Task inputs:

◆ ◆ ◆

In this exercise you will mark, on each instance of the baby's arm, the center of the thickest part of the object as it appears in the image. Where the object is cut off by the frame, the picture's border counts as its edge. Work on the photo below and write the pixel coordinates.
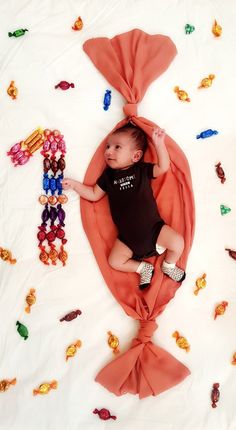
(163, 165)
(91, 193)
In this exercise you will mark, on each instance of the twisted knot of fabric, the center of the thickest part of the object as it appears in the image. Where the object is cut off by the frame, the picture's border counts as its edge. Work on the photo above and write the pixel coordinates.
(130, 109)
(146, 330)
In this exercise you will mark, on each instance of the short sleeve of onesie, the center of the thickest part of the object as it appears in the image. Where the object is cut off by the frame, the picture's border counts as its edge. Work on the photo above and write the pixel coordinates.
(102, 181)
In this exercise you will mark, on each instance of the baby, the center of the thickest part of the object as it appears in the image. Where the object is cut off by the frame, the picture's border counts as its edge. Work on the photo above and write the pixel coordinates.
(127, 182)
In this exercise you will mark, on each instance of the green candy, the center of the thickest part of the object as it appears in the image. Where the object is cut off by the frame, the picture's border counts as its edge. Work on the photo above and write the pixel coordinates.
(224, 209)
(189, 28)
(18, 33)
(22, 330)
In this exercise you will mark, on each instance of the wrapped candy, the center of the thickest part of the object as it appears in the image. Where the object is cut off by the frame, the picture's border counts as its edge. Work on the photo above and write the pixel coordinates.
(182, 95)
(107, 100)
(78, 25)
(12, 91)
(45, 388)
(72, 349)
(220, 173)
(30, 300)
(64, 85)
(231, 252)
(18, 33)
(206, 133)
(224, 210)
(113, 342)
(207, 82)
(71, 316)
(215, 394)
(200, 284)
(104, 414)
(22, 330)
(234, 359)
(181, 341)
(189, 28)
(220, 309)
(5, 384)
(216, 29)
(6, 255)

◆ ◆ ◆

Task requirements: Leave out every line before the one containing "of the green"; set down that line and all remaining lines of the material exactly.

Output for this exercise:
In this exercise you will mark, on each instance of the green candy, the center of the thickest part of the object as it appears in the image. Where the object is cut off by the frame, the picture's border counts as its edge. Work on the photo above and write the pixel coordinates.
(224, 209)
(189, 28)
(18, 33)
(22, 330)
In this exercise you will mark, on each instance of the wrapped candy, the center of the thickest part of the object as it appears in the image. Where the object is cut off by the frame, the picture's border counts as its edge. Work on the photo above and write the pixel coordinates.
(182, 95)
(107, 100)
(78, 25)
(12, 91)
(45, 388)
(72, 349)
(220, 173)
(30, 300)
(64, 85)
(231, 252)
(18, 33)
(206, 133)
(224, 210)
(113, 342)
(207, 82)
(71, 316)
(215, 394)
(200, 284)
(104, 414)
(22, 330)
(234, 359)
(181, 341)
(189, 28)
(220, 309)
(5, 384)
(216, 29)
(6, 255)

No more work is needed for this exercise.